§ Task input
# # # # #

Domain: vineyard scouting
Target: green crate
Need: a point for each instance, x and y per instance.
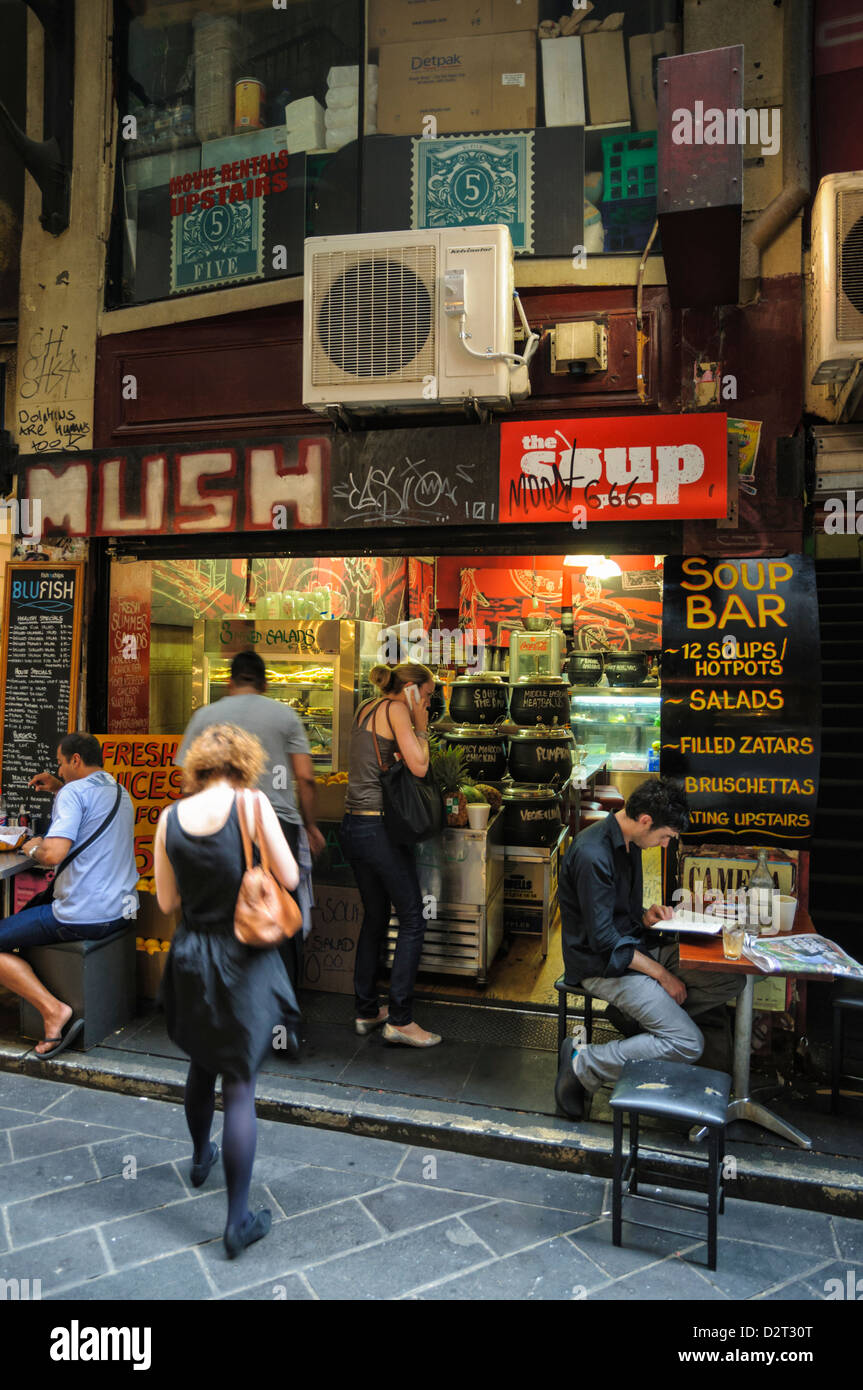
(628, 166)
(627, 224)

# # # # #

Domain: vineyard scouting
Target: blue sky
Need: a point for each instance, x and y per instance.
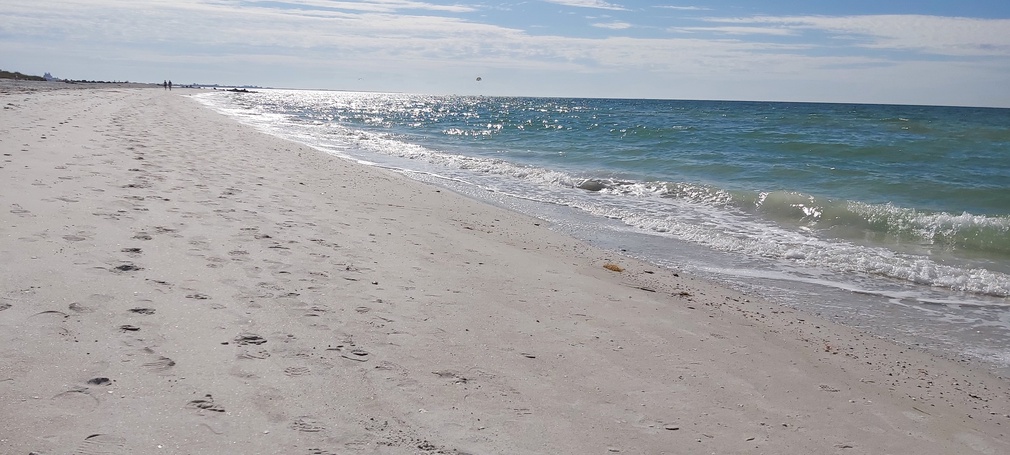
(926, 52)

# # # # #

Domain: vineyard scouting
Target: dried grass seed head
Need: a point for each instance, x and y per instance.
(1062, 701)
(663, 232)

# # # # #

§ Required work
Lines that contain the string "Target" should be copied from the material above.

§ Result of this task
Target: green crate
Target: blue sky
Target: dried grass seed head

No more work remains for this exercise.